§ **Data entries**
****************************************

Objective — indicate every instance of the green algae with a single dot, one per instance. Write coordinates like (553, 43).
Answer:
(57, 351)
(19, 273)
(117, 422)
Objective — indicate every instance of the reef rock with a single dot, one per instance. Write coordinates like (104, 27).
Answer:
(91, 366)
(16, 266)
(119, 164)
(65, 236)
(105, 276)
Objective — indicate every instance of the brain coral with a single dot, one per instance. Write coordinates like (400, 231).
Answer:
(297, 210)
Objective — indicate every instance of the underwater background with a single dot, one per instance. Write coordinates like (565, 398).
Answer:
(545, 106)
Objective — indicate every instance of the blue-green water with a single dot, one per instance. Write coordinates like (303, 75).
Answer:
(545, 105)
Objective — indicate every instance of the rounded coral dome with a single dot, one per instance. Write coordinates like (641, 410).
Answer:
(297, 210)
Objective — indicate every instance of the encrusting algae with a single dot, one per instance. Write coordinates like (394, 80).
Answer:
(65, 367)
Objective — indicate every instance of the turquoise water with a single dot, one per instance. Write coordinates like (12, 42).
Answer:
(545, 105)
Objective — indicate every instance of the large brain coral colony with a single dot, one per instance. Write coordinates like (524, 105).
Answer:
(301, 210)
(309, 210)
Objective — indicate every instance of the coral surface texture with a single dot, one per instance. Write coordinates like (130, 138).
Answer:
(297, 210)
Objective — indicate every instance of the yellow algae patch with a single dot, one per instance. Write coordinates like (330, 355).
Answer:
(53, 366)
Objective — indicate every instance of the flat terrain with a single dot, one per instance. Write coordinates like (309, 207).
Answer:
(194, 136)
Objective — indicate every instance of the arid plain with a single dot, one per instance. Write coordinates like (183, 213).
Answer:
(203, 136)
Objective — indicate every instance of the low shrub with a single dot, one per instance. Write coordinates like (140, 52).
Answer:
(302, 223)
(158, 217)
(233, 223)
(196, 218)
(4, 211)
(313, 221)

****************************************

§ **Exercise description**
Rewrite the entire listing above, switching every "single dot" to "single point" and keeping everything else unchanged.

§ **Answer to this exercise**
Objective — indicate every instance of the green algae with a single point, one per instance. Write coordinates like (553, 43).
Answer:
(57, 351)
(19, 273)
(117, 422)
Objective — indicate every instance of the reef rock with a single point, one per instance. Write coordinates like (104, 27).
Answer:
(91, 366)
(16, 266)
(119, 164)
(65, 236)
(105, 276)
Objective — indicate every instance of the brain coral with a single point, one per instance. Write coordinates like (400, 231).
Answer:
(297, 210)
Objective — indicate every instance of the underwater background with a single point, one per instance. Write coordinates like (565, 398).
Answer:
(545, 106)
Objective — indicate every instance of the blue-green water with a single point, one per instance. Write coordinates like (303, 75).
Answer:
(545, 105)
Objective — indicate every instance of the rounded coral dome with a single point, one per instance. Write coordinates like (641, 410).
Answer:
(297, 210)
Objective — indicate every instance of the encrusting algae with a single point, one per instance. Write coordinates like (394, 80).
Answer:
(65, 367)
Objective — indicate every instance of the turquoise water with a single point, one per instance. Write coordinates like (12, 42).
Answer:
(545, 105)
Objective — indicate every instance of the large brain coral colony with a single point, one per instance. Write coordinates like (524, 105).
Answer:
(301, 210)
(309, 210)
Objective — indicate every instance of the coral surface texture with a single point, one per instance. Write coordinates like (130, 138).
Answer:
(297, 210)
Objective — indicate every instance of the yellow algae patch with a single point, one per instance. Write coordinates like (330, 355).
Answer:
(53, 366)
Objective — indicate every instance of the flat terrain with a single point, one per instance. Write coordinates like (309, 207).
Answer:
(194, 136)
Objective — indicate every instance of the arid plain with a single point, one per instance. Write coordinates like (183, 213).
Answer:
(203, 136)
Objective — indicate every instance of the low shrub with a single point, one per instance. Write coordinates like (140, 52).
Answer:
(302, 223)
(158, 217)
(233, 223)
(196, 218)
(4, 211)
(313, 221)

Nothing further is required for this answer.